§ RAW DATA
::::

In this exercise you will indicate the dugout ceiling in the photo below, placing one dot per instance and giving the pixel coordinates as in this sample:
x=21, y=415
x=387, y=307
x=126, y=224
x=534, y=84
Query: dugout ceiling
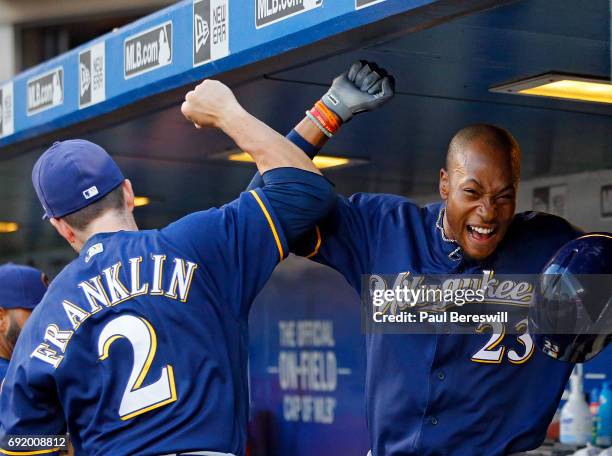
x=445, y=55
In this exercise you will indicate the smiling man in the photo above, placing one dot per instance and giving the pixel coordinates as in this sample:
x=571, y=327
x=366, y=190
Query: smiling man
x=487, y=392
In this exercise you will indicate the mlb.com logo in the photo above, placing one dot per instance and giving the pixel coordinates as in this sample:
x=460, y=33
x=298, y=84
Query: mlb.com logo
x=90, y=192
x=210, y=30
x=92, y=87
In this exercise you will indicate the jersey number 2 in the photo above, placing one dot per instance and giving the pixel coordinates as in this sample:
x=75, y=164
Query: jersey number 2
x=138, y=399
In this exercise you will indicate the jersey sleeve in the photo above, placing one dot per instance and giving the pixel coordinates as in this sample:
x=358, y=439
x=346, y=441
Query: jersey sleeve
x=346, y=238
x=28, y=398
x=238, y=246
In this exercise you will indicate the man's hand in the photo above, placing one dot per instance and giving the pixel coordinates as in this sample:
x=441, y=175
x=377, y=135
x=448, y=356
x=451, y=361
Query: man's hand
x=210, y=104
x=363, y=88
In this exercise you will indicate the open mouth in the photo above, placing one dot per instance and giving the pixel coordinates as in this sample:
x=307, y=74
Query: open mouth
x=481, y=233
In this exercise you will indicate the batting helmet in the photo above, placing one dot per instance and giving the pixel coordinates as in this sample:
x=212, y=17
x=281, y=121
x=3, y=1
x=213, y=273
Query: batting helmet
x=572, y=319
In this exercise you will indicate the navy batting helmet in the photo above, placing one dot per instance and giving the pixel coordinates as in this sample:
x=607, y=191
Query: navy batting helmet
x=572, y=319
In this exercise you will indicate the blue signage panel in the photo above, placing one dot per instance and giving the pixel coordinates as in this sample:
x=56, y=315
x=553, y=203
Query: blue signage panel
x=307, y=364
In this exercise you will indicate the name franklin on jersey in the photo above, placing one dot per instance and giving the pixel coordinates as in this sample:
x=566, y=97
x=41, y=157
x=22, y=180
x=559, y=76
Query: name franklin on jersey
x=107, y=290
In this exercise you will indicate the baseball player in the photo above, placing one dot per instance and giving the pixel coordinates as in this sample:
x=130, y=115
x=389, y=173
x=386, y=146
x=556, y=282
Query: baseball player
x=487, y=393
x=140, y=344
x=21, y=289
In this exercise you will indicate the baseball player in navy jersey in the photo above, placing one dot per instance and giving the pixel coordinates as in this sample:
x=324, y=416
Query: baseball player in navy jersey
x=21, y=289
x=443, y=394
x=140, y=344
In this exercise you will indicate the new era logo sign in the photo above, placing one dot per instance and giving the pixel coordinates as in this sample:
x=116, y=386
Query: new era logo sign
x=363, y=3
x=148, y=50
x=6, y=110
x=92, y=75
x=210, y=30
x=270, y=11
x=90, y=192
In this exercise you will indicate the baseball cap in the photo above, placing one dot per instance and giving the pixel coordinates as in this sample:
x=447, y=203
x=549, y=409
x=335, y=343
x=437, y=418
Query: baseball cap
x=73, y=174
x=21, y=286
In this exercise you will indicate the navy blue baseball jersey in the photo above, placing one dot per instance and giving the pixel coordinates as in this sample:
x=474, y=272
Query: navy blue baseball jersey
x=3, y=368
x=140, y=344
x=441, y=394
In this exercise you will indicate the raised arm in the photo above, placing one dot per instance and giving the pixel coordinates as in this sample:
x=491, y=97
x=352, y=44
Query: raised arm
x=212, y=104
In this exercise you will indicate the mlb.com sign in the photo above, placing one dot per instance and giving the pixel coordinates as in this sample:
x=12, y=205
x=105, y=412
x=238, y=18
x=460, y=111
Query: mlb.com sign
x=210, y=30
x=271, y=11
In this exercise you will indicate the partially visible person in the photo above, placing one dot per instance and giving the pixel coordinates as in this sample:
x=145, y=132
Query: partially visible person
x=140, y=345
x=21, y=289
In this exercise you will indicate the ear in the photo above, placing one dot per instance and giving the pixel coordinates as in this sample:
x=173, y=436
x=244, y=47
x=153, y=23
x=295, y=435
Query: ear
x=128, y=195
x=64, y=230
x=444, y=185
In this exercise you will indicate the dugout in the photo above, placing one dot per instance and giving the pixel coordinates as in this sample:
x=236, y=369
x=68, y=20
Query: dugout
x=123, y=90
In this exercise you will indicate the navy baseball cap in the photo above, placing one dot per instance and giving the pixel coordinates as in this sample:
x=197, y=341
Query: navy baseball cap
x=21, y=286
x=73, y=174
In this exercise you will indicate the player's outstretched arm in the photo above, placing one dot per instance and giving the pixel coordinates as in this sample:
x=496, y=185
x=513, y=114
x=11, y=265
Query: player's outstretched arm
x=212, y=104
x=364, y=87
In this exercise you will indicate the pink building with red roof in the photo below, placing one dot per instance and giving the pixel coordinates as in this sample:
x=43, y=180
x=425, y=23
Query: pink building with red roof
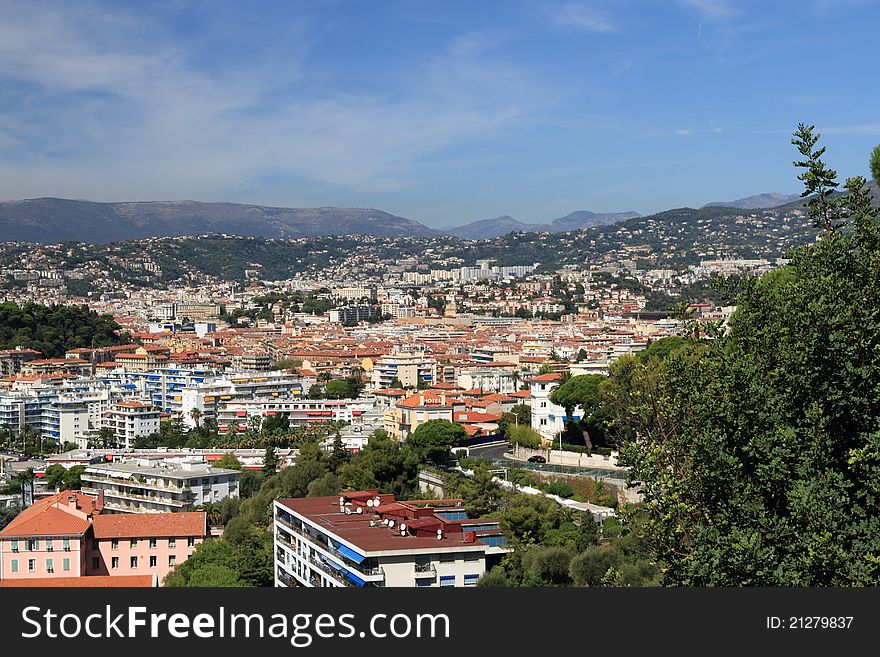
x=66, y=536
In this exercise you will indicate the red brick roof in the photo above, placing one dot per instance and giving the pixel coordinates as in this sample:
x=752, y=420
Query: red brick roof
x=108, y=581
x=51, y=516
x=150, y=525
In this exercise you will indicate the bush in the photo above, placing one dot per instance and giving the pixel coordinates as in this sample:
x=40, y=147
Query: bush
x=590, y=566
x=559, y=488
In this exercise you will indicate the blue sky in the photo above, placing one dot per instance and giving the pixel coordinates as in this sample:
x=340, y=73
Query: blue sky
x=441, y=111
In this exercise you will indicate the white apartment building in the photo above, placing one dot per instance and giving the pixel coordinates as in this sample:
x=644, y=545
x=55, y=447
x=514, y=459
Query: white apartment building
x=158, y=485
x=548, y=419
x=130, y=420
x=410, y=368
x=364, y=539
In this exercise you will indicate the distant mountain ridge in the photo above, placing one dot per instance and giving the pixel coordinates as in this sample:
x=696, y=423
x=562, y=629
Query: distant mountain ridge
x=491, y=228
x=756, y=202
x=54, y=220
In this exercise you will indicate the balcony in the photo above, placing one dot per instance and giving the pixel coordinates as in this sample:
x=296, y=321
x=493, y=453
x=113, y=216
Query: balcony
x=424, y=570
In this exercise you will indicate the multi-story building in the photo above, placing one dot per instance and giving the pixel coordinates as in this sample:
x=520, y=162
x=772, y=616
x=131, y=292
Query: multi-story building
x=368, y=539
x=130, y=420
x=70, y=535
x=12, y=360
x=409, y=368
x=157, y=485
x=350, y=314
x=407, y=414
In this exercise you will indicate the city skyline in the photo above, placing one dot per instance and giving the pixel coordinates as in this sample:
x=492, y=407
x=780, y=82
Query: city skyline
x=444, y=114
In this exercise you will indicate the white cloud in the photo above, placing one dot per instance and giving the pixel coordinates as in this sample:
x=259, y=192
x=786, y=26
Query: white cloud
x=120, y=113
x=711, y=11
x=580, y=16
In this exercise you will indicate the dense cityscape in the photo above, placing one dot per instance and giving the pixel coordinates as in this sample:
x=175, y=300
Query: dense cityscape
x=305, y=394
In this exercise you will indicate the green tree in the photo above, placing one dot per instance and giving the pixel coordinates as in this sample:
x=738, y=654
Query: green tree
x=433, y=440
x=759, y=459
x=229, y=461
x=590, y=566
x=270, y=462
x=875, y=164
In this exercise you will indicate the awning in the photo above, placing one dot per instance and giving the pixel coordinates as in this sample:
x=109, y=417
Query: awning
x=354, y=578
x=351, y=554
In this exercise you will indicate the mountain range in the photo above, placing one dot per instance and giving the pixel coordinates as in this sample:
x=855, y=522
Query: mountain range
x=756, y=202
x=56, y=220
x=47, y=220
x=490, y=228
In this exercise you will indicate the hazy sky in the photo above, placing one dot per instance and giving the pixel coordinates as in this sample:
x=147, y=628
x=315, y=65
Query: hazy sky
x=437, y=110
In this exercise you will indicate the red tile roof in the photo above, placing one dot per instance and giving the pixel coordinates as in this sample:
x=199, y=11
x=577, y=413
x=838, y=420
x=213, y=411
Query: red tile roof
x=53, y=516
x=150, y=525
x=92, y=581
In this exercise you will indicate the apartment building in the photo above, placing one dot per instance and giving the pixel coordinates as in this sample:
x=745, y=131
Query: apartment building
x=131, y=419
x=70, y=536
x=409, y=368
x=367, y=539
x=159, y=485
x=350, y=314
x=548, y=419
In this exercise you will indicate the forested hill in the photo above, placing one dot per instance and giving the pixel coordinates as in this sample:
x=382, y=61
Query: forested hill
x=53, y=330
x=673, y=239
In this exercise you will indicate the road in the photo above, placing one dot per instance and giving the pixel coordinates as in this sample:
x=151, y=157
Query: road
x=496, y=454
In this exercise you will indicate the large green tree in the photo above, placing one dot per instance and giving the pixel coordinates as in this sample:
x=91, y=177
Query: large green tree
x=759, y=457
x=433, y=439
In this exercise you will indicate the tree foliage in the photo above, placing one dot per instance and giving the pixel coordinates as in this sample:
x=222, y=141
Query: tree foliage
x=760, y=459
x=55, y=329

::::

§ WORK TO BE COMPLETED
Starting at the line that contains "In this exercise you will indicate the mountain" and ending at the line that contains "x=496, y=454", give those lines as a Markdown table with the columns Row and Text. Number each row and leave out any blank lines.

§ RESPONSE BELOW
| Row | Text |
|---|---|
| 1 | In this exercise you will indicate the mountain range in the photo above, placing one dot per instance and giving the pixel coordinates as in this sample: |
| 2 | x=855, y=522 |
| 3 | Query: mountain range |
| 4 | x=756, y=202 |
| 5 | x=56, y=220 |
| 6 | x=47, y=220 |
| 7 | x=490, y=228 |
| 8 | In this exercise you will indicate the hazy sky in the photo above, placing one dot per instance and giving the pixel coordinates as in this sample: |
| 9 | x=147, y=628 |
| 10 | x=315, y=65 |
| 11 | Query: hazy sky |
| 12 | x=437, y=110 |
| 13 | In this exercise you will indicate the red tile roof in the photo above, placing one dot per instance and giving the pixel coordinates as in this sample: |
| 14 | x=199, y=11 |
| 15 | x=577, y=413 |
| 16 | x=838, y=420 |
| 17 | x=213, y=411 |
| 18 | Query: red tile roof |
| 19 | x=53, y=516 |
| 20 | x=150, y=525 |
| 21 | x=92, y=581 |
| 22 | In this exercise you will indicate the apartment building in the photo above, placing one dot per instance and giving the pixel coordinates as in this sample: |
| 23 | x=745, y=131 |
| 24 | Query: apartment building |
| 25 | x=131, y=419 |
| 26 | x=70, y=536 |
| 27 | x=409, y=368 |
| 28 | x=367, y=539 |
| 29 | x=159, y=485 |
| 30 | x=350, y=314 |
| 31 | x=548, y=419 |
| 32 | In this exercise you will indicate the forested hill in the photo above, placing one dot per instance and giving the pixel coordinates as in this sample: |
| 33 | x=382, y=61 |
| 34 | Query: forested hill |
| 35 | x=53, y=330 |
| 36 | x=673, y=239 |
| 37 | In this exercise you will indicate the road in the photo above, placing one dot per instance and giving the pixel coordinates as in this sample: |
| 38 | x=151, y=157 |
| 39 | Query: road |
| 40 | x=496, y=454 |